(Stored data entries)
* start *
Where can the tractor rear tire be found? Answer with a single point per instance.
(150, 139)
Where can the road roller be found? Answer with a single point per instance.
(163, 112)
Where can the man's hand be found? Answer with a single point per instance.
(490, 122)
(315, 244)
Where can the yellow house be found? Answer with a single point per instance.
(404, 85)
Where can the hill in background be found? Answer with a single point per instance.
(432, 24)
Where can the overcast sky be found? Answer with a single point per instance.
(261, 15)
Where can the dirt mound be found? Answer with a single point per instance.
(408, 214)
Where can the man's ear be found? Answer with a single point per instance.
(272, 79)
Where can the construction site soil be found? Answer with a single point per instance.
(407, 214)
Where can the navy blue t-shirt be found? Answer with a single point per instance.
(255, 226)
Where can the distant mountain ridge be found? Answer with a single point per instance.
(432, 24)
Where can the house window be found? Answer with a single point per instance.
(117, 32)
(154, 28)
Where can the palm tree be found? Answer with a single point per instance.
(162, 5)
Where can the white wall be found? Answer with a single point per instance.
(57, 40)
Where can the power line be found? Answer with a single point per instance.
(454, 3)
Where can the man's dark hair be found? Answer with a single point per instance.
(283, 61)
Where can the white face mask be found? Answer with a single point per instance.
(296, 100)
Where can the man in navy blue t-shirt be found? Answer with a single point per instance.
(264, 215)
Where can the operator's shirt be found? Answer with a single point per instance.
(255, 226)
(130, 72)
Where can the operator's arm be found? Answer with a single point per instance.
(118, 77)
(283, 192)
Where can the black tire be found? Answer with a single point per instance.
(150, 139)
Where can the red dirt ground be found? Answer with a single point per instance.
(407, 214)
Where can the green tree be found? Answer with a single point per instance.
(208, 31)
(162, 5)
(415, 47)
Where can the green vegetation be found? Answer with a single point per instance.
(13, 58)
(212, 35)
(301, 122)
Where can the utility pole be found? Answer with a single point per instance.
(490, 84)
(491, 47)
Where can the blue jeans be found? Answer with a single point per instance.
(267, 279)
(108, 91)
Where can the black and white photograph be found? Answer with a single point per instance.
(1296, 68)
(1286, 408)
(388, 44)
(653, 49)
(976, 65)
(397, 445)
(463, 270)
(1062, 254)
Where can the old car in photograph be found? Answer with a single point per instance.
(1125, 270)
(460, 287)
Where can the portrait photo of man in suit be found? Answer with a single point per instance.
* end *
## WHAT YOU WILL DO
Recopy all the lines exactly as they appear.

## COMPLETED EXERCISE
Where can the tractor rear tire be found? Answer with a single point per instance.
(150, 139)
Where can the road roller be found? Answer with a single point per instance.
(163, 112)
Where can the man's hand be found? Answer with a single point per instance.
(490, 122)
(315, 244)
Where can the yellow house be found? Answer with a single point per instance.
(404, 85)
Where can the hill in background be found? Answer with a single point per instance.
(432, 24)
Where can the overcast sky be found? Answer with a single point per instance.
(261, 15)
Where can the dirt mound be found? Answer with a single point per instance.
(408, 214)
Where can the man's ear be found? Answer with a single point per instance.
(272, 79)
Where can the construction site soil be found? Answer with a single point per instance.
(407, 214)
Where can the navy blue t-shirt be found? Answer with a single point per instance.
(255, 226)
Where can the distant mountain ridge be found? Answer with a single point per instance.
(432, 24)
Where can the house window be found? Answer with a single point per instance.
(117, 32)
(154, 28)
Where can the palm tree be found? Answer with a single point per instance.
(162, 5)
Where can the white wall be found? Answer with a single point per instance.
(57, 40)
Where can the power line be found? Answer with a single point per instance.
(454, 3)
Where can the man's dark hair be found? Answer with a single point per instance.
(283, 61)
Where can the white face mask be found? Answer with a single point per instance.
(296, 100)
Where can the man in navy blue t-shirt be found? Answer with a single point per instance.
(264, 215)
Where can the operator's shirt be found? Answer with a single point per instance.
(255, 226)
(130, 72)
Where can the operator's arm be found? Answer with a single point per instance.
(118, 77)
(283, 192)
Where can the black tire be found? Answer with a single point per instance.
(150, 139)
Where can the red dirt ground be found? Answer with a single point per instance.
(407, 214)
Where can the green tree be found? Answer with a single point per instance.
(208, 31)
(162, 5)
(415, 47)
Where can the green vegetation be found? Answer with a single point per instance.
(13, 58)
(212, 35)
(301, 122)
Where can the utility pole be found? Answer with a single point per instance.
(490, 84)
(491, 47)
Where can the blue jeans be found? Answer with a single point per instance.
(267, 279)
(108, 91)
Where can the black and white photograph be found? Answer with a single point per instance.
(1296, 68)
(1286, 408)
(388, 44)
(653, 49)
(976, 65)
(397, 445)
(463, 270)
(1062, 254)
Where can the old car in photograph be found? Answer with a single point per instance.
(1125, 270)
(460, 287)
Where can the portrait photo of man in suit be found? Answer with a single point per instance.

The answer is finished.